DOCUMENT SECTION —
— begin —

Public speaking is not something my mind and body are able to do easily. I sweat profusely with shaky hands to match a voice that sometimes cracks. I wake up in the middle of the night obsessing over what I said and if it sounded weird or if I shouldn’t have said that. Sometimes I have full-blown anxiety attacks. But I rarely turn down an opportunity to speak to an audience.

My reasons for putting myself out there are many, but most important, it’s a way to connect and feel less alone. Because somewhere in that audience is a person who has gone through something similar who now hears, “I know, I’ve been there, too.”

I never heard this during my hardest times. I even searched for fictional versions of my life as a single mother in poverty and found nothing even remotely close to accurate. Nobody looked me in the eye and said, “What you’re going through is incredibly hard, and it’s not your fault.” I’m not sure why. Maybe they couldn’t comprehend what my life was like as a mom of a 3-year-old who worked as a housecleaner to put herself through college. But I never really felt like they tried to understand.

— end —

A data block —
— begin —

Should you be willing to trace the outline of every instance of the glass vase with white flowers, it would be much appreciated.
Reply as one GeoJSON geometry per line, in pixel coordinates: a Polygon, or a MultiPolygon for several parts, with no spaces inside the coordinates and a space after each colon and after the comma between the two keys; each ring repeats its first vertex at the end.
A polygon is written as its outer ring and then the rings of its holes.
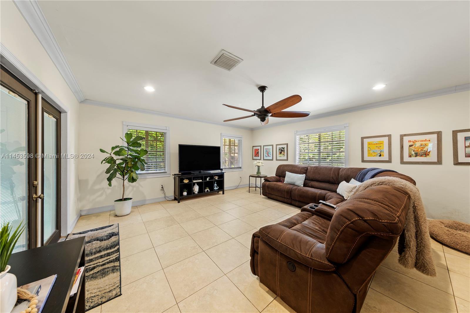
{"type": "Polygon", "coordinates": [[[255,161],[253,162],[253,164],[255,164],[256,166],[256,175],[261,175],[261,171],[260,168],[261,166],[264,166],[264,164],[263,163],[262,161],[255,161]]]}

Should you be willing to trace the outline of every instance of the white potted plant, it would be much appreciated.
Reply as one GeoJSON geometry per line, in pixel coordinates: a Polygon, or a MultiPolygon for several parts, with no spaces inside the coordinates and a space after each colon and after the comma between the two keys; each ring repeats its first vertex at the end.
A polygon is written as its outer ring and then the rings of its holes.
{"type": "Polygon", "coordinates": [[[14,231],[8,222],[0,231],[0,312],[11,312],[16,302],[16,276],[8,273],[11,267],[7,264],[24,230],[22,222],[14,231]]]}
{"type": "Polygon", "coordinates": [[[147,162],[143,157],[147,155],[148,151],[141,149],[142,145],[140,142],[144,139],[139,135],[133,138],[131,133],[126,133],[124,139],[121,138],[125,142],[125,145],[112,147],[110,152],[100,149],[102,152],[109,155],[101,161],[102,164],[109,164],[105,172],[106,174],[109,174],[106,179],[108,185],[110,187],[111,182],[115,178],[122,180],[122,196],[114,200],[114,211],[118,216],[127,215],[131,212],[132,207],[132,198],[124,197],[125,181],[130,183],[135,182],[139,179],[137,171],[145,170],[147,162]],[[113,155],[118,157],[117,158],[115,158],[113,155]]]}
{"type": "Polygon", "coordinates": [[[253,164],[255,164],[255,166],[256,166],[256,175],[261,175],[261,171],[260,168],[261,166],[264,166],[264,164],[263,163],[263,161],[258,160],[258,161],[255,161],[253,162],[253,164]]]}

— end —

SHORT PROBLEM 1 — Please print the part of the public speaking essay between "My reasons for" and "tried to understand.", inclusive.
SHORT PROBLEM 2 — Carry on writing the public speaking essay after its last sentence.
The rows have no role here.

WRITTEN ANSWER 1 —
My reasons for putting myself out there are many, but most important, it’s a way to connect and feel less alone. Because somewhere in that audience is a person who has gone through something similar who now hears, “I know, I’ve been there, too.”

I never heard this during my hardest times. I even searched for fictional versions of my life as a single mother in poverty and found nothing even remotely close to accurate. Nobody looked me in the eye and said, “What you’re going through is incredibly hard, and it’s not your fault.” I’m not sure why. Maybe they couldn’t comprehend what my life was like as a mom of a 3-year-old who worked as a housecleaner to put herself through college. But I never really felt like they tried to understand.

WRITTEN ANSWER 2 —
I’ve talked about this a lot over the last few years. To me, the only way we’ll see a collective change in this country is by listening to people who have experienced life in the margins of society, who have lived less privileged versions of my story, in systemic poverty and facing structural racism. If we can somehow start to remove shame from struggle, if we can truly see people and care for them as our fellow human beings, we’ll start to see how many of us are also fighting in our own way.

As a country in crisis, we desperately need that compassion. We need leaders who are able to vividly remember how it feels to experience hardship, trauma and pain, who make us feel less alone. For four years, we’ve been bullied by an Administration that lacks any semblance of compassion. Our new President, alongside our Madam Vice President, won’t be able to repair everything that’s been broken, but Joe Biden and Kamala Harris will not only see us, they will listen to our stories. They will bring back the dignity in simply being human.